**Supplied text**
--- begin ---

2 Previous Work on Describing Images with Unseen Objects

Existing methods such as Deep Compositional Captioning (DCC) [4], Novel object Captioner (NOC) [15], Constrained Beam Search (CBS) [2] and LSTM-C [17] address the challenge by transferring information between seen and unseen objects either before inference (i.e. before testing) or by keeping constraints on the generation of caption words during inference (i.e. during testing). Figure 1 provides a broad overview of those approaches.

Fig. 1.
figure 1

KGA goal is to describe images containing unseen objects by building on the existing methods i.e. DCC [4], NOC [15], CBS [2] and LSTM-C [17] and going beyond them by adding semantic knowledge assistance. Base refers to our base description generation model built with CNN [13] - LSTM [5].

In DCC, an approach which performs information transfer only before inference, the training of the caption generation model is solely dependent on the corpus constituting words which may appear in the similar context as of unseen objects. Hence, explicit transfer of learned parameters is required between seen and unseen object categories before inference which limits DCC from scaling to a wide variety of unseen objects. NOC tries to overcame such issues by adopting a end-to-end trainable framework which incorporates auxiliary training objectives during training and detaching the need for explicit transfer of parameters between seen and unseen objects before inference. However, NOC training can result in sub-optimal solutions as the additional training attempts to optimize three different loss functions simultaneously. CBS, leverages an approximate search algorithm to guarantee the inclusion of selected words during inference of a caption generation model. These words are however only constrained on the image tags produced by a image classifier. And the vocabulary used to find similar words as candidates for replacement during inference is usually kept very large, hence adding extra computational complexity. LSTM-C avoids the limitation of finding similar words during inference by adding a copying mechanism into caption training. This assists the model during inference to decide whether a word is to be generated or copied from a dictionary. However, LSTM-C suffers from confusion problems since probabilities during word generation tend to get very low.

--- end ---

**Problems and tasks**
1. Answer these questions using the passage on describing images with unseen objects:
(a) What two components is the Base description generation model built with?
(b) According to the passage, why can NOC training result in sub-optimal solutions?
(c) What does LSTM-C add to caption training?
2. Reproduce the passage on describing images with unseen objects, without changes, from "Existing methods such" to "CNN [13] - LSTM [5].".

Object pointing dataset rows:
--- begin ---

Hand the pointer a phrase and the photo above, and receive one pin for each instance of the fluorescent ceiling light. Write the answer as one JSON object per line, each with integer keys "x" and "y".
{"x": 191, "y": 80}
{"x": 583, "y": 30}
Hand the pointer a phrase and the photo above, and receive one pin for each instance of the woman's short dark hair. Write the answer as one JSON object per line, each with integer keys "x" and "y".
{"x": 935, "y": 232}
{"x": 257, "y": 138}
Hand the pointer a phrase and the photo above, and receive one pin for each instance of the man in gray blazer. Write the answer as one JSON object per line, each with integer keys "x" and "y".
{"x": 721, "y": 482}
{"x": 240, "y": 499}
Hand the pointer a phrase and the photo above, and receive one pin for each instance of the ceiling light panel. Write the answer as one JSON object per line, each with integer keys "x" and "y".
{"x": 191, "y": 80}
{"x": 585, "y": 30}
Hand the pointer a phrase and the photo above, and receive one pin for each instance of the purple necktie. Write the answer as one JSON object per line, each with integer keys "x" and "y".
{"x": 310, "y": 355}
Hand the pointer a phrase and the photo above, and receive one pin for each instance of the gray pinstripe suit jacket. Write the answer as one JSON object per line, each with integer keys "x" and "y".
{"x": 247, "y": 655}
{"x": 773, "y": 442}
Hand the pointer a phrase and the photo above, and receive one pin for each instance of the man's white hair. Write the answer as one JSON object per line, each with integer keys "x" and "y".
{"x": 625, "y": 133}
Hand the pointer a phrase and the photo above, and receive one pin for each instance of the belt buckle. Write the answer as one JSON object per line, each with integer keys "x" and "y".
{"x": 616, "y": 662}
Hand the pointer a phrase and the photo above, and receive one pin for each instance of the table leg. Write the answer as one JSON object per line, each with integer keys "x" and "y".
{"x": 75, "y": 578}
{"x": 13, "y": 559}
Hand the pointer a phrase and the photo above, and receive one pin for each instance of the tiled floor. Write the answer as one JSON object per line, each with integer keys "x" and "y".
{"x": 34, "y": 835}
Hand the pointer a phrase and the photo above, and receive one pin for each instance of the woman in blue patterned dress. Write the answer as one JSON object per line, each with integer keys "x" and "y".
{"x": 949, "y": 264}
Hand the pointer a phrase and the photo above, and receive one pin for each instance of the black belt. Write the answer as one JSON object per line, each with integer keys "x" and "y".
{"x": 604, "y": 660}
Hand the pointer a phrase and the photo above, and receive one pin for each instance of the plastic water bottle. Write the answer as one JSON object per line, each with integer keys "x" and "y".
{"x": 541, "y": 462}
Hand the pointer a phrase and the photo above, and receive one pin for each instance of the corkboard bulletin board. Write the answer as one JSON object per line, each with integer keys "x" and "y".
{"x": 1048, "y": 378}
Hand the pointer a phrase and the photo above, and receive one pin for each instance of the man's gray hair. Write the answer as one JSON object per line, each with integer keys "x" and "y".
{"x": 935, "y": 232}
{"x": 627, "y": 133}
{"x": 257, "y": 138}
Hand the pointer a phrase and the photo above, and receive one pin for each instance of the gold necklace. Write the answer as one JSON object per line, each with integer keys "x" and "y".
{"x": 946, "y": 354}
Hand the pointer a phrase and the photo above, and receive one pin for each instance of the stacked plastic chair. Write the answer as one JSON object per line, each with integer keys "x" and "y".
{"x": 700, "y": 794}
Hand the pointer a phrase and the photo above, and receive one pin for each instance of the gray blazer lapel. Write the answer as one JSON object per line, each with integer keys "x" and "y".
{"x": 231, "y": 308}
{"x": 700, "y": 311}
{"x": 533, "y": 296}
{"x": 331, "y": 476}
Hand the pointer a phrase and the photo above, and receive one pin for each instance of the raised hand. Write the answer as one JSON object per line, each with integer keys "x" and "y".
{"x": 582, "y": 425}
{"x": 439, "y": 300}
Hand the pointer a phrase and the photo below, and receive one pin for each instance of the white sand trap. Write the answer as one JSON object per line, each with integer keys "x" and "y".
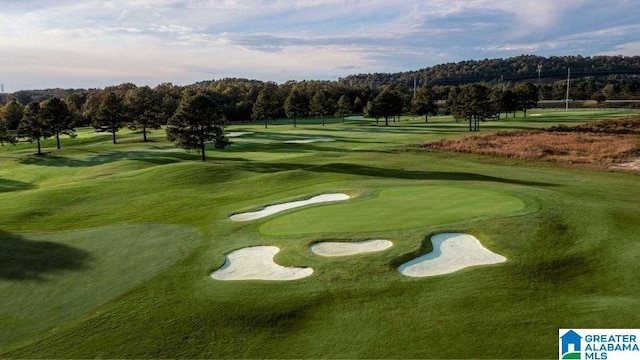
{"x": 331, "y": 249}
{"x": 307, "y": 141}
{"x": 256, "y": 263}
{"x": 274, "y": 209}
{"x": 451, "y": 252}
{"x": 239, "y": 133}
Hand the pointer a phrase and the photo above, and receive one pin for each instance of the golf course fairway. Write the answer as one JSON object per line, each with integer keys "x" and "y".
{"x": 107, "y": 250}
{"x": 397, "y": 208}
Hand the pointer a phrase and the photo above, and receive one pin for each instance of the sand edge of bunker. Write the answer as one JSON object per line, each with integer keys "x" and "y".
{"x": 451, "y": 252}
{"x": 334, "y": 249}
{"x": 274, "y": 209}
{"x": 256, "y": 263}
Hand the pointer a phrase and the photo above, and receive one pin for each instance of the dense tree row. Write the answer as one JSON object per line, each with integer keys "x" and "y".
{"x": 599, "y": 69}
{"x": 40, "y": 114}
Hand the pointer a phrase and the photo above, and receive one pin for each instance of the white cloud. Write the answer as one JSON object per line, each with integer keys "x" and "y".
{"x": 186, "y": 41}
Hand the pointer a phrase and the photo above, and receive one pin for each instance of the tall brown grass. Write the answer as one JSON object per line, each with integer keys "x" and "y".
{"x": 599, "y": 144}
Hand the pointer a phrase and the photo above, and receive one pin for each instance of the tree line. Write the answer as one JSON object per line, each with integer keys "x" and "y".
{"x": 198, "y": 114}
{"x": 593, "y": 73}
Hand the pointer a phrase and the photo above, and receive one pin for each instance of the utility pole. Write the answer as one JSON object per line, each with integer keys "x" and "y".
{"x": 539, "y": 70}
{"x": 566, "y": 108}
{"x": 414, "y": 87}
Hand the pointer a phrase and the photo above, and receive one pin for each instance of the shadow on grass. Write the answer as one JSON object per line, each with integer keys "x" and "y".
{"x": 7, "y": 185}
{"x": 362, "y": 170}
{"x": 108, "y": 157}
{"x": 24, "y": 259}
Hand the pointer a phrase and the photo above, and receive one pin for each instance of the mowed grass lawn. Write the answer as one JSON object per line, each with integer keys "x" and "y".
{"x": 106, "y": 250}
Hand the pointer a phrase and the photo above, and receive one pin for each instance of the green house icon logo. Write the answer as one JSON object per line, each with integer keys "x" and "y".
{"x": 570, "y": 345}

--- end ---
--- begin ---

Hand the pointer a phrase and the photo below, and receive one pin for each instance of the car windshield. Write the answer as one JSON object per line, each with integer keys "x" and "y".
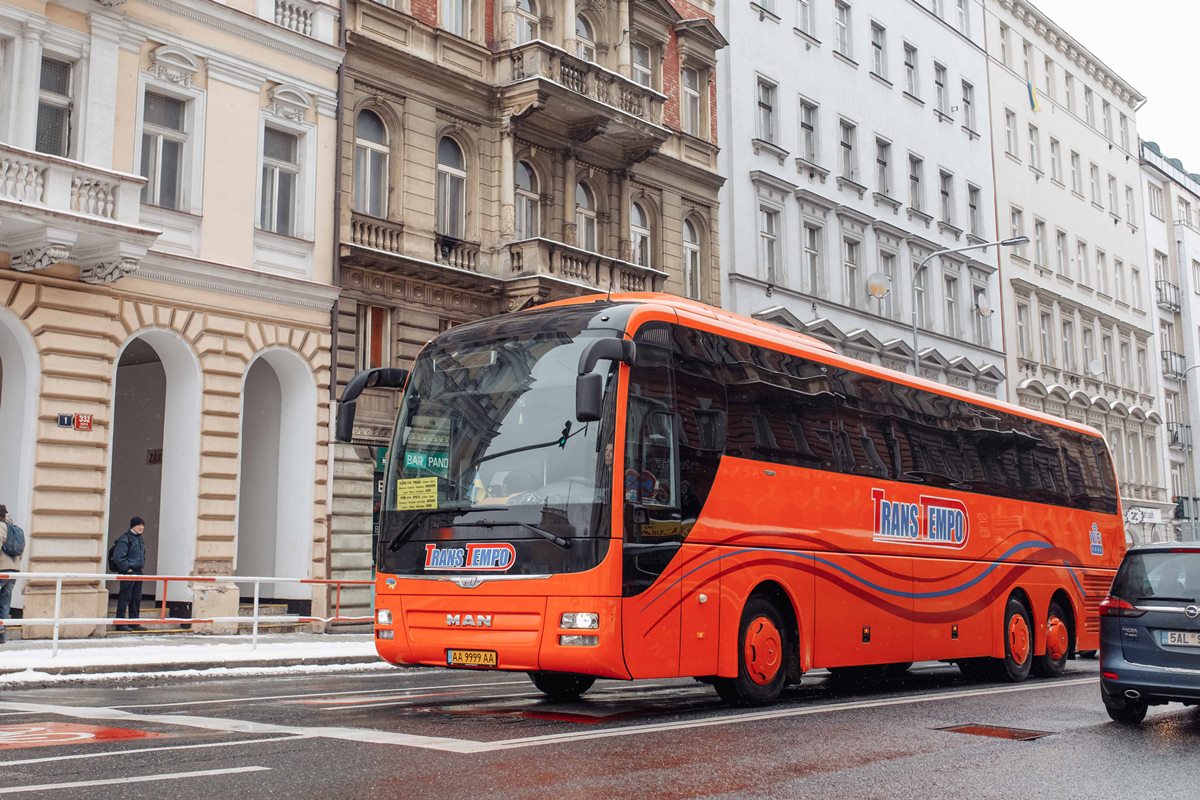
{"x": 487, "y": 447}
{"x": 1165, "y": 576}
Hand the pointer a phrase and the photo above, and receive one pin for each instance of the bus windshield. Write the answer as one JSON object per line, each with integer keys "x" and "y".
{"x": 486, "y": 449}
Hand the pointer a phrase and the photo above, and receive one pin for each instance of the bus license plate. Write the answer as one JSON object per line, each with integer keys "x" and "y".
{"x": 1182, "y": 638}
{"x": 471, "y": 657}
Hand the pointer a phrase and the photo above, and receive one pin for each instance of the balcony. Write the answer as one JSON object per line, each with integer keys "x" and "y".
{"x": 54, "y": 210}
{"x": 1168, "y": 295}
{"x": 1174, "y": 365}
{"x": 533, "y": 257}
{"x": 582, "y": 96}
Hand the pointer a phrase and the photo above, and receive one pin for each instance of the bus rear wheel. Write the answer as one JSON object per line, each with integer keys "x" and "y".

--- end ---

**Complete answers**
1.
(a) CNN and LSTM.
(b) The additional training tries to optimize three different loss functions simultaneously.
(c) A copying mechanism.

2.
Existing methods such as Deep Compositional Captioning (DCC) [4], Novel object Captioner (NOC) [15], Constrained Beam Search (CBS) [2] and LSTM-C [17] address the challenge by transferring information between seen and unseen objects either before inference (i.e. before testing) or by keeping constraints on the generation of caption words during inference (i.e. during testing). Figure 1 provides a broad overview of those approaches.

Fig. 1.
figure 1

KGA goal is to describe images containing unseen objects by building on the existing methods i.e. DCC [4], NOC [15], CBS [2] and LSTM-C [17] and going beyond them by adding semantic knowledge assistance. Base refers to our base description generation model built with CNN [13] - LSTM [5].